▶ **Stored data**:
= = = = =
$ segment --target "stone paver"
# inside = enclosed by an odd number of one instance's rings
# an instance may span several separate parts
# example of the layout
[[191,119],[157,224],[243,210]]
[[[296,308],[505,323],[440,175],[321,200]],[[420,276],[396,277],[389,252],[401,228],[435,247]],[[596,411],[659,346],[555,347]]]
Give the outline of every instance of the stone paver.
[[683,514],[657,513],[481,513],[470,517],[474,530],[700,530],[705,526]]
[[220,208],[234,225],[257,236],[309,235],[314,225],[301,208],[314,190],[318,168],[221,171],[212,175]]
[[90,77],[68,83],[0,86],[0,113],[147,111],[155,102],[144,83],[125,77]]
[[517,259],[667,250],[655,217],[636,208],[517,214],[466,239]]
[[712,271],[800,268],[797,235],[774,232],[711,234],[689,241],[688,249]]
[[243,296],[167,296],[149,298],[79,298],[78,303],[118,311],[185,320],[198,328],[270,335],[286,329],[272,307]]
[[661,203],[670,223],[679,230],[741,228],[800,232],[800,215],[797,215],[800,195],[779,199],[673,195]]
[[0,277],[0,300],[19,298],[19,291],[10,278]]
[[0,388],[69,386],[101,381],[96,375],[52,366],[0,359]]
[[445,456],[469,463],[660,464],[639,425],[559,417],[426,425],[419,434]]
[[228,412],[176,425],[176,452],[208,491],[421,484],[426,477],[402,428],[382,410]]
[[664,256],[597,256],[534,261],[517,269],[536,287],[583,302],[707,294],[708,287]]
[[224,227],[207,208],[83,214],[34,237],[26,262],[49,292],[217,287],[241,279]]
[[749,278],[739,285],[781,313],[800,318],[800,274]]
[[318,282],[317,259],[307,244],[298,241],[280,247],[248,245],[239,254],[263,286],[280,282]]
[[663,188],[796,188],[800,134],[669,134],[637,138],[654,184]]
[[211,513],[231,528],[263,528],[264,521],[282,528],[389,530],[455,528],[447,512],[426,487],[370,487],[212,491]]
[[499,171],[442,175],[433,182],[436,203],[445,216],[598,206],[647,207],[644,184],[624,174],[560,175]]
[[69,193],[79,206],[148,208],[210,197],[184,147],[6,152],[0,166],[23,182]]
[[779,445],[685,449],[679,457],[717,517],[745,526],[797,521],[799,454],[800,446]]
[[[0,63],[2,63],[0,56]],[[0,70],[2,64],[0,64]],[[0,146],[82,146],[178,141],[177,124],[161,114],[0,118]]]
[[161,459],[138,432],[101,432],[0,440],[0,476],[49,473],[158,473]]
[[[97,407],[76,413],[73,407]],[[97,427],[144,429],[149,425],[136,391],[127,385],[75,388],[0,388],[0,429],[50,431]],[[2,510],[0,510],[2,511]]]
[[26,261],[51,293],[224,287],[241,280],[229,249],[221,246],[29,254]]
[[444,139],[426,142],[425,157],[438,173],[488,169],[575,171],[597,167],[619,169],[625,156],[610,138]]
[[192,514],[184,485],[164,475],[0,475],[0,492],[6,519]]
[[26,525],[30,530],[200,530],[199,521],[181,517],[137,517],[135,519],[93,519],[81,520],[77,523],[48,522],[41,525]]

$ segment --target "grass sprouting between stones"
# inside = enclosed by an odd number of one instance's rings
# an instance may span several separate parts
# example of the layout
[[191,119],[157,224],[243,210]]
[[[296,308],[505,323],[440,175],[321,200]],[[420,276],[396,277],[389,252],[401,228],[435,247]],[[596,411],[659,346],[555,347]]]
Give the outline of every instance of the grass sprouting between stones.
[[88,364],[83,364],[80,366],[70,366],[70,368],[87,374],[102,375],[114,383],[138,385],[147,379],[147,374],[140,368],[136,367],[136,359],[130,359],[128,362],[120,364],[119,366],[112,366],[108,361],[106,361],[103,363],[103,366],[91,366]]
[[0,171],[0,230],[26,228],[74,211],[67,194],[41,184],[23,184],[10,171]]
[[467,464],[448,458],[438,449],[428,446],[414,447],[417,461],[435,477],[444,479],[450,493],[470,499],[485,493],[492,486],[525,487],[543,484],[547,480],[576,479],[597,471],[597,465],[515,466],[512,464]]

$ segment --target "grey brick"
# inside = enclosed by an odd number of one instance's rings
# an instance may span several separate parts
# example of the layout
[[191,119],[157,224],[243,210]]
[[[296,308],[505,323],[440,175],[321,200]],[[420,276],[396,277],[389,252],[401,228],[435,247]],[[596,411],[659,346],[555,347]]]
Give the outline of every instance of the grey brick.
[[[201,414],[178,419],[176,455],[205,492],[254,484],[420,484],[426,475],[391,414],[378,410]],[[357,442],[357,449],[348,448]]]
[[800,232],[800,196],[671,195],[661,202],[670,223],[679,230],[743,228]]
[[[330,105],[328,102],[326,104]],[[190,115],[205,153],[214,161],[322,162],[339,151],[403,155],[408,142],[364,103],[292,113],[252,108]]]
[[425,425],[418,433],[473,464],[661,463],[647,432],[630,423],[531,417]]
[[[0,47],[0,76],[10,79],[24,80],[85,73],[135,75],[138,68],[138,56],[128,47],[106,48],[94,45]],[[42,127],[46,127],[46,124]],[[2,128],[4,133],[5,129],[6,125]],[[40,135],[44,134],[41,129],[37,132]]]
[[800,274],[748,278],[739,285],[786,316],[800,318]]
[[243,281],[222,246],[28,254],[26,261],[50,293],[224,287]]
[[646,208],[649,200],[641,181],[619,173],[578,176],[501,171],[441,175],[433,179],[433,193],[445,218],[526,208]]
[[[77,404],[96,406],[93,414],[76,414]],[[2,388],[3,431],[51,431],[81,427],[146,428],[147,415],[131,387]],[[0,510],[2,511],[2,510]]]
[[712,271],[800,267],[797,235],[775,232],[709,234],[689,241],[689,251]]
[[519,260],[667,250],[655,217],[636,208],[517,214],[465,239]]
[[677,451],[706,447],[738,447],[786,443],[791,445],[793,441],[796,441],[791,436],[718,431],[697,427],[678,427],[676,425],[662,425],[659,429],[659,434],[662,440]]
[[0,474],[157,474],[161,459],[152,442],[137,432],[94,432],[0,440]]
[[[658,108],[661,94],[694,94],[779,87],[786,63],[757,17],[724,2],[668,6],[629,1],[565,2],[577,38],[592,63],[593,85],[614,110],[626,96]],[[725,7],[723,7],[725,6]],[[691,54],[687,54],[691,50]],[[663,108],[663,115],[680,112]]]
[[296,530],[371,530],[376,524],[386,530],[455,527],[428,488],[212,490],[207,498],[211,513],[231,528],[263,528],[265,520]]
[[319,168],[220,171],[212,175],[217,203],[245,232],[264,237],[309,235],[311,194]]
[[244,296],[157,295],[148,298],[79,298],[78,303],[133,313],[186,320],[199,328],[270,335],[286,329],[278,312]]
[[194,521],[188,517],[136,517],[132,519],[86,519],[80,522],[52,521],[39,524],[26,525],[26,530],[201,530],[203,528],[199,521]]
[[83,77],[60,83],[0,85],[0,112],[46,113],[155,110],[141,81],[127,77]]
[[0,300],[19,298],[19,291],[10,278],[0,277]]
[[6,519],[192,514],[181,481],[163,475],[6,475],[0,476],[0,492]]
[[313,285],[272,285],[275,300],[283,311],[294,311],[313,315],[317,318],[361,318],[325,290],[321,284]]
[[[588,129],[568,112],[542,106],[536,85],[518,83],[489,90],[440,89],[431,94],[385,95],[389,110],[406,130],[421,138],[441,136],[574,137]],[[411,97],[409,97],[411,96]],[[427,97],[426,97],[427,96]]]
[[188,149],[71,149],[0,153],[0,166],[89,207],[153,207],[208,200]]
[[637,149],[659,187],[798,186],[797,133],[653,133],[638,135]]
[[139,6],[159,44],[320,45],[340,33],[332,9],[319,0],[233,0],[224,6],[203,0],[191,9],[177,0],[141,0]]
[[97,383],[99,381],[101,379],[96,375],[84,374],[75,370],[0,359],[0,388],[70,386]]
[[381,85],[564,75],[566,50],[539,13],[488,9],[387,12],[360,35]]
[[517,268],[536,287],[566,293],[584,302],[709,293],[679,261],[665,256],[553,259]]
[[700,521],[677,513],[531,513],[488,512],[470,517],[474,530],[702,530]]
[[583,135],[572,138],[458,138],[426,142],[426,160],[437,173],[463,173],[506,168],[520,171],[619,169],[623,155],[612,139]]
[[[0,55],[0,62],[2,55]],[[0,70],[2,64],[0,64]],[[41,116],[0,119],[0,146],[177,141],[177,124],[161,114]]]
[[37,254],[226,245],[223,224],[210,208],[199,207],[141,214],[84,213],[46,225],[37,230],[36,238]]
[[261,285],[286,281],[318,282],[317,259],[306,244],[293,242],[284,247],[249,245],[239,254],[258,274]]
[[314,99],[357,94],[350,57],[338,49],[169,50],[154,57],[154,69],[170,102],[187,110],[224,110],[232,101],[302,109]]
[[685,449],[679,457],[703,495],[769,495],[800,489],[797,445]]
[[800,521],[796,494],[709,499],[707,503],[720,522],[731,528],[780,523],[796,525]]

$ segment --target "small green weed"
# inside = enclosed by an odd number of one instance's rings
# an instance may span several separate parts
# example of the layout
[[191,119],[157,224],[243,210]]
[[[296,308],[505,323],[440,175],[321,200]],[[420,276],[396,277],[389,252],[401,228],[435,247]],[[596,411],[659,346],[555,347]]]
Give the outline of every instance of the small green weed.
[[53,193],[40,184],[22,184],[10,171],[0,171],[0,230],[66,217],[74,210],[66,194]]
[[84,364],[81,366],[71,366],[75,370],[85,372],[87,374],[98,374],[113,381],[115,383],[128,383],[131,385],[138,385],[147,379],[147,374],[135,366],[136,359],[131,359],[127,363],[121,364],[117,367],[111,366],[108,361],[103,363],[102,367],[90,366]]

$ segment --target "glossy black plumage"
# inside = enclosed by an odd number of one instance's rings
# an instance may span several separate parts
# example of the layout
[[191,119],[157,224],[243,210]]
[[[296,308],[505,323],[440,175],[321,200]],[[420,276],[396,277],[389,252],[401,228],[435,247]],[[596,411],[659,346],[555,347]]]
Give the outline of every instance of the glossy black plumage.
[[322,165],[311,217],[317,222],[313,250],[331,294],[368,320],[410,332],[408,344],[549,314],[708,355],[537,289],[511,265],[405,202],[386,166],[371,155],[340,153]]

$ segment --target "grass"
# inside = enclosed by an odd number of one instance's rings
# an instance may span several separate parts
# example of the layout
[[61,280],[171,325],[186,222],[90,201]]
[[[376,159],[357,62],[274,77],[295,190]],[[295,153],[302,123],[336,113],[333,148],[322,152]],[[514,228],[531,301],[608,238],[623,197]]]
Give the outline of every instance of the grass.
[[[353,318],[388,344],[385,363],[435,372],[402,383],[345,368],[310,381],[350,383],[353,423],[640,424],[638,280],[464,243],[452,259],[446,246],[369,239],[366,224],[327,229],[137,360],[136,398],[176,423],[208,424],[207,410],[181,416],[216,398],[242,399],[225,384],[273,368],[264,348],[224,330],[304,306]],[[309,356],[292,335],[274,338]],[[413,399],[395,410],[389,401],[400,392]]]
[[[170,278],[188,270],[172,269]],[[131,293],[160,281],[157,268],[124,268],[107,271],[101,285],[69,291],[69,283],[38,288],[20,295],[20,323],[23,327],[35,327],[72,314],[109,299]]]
= = = = =
▶ **WORK REQUIRED**: Using the records above, find and show each line with the string "target".

▶ **RESPONSE TO THIS TASK**:
$ segment --target "stone paver"
$ segment --target "grass sprouting between stones"
$ segment --target "grey brick"
$ segment --target "small green weed"
$ segment --target "glossy black plumage"
$ segment --target "grass"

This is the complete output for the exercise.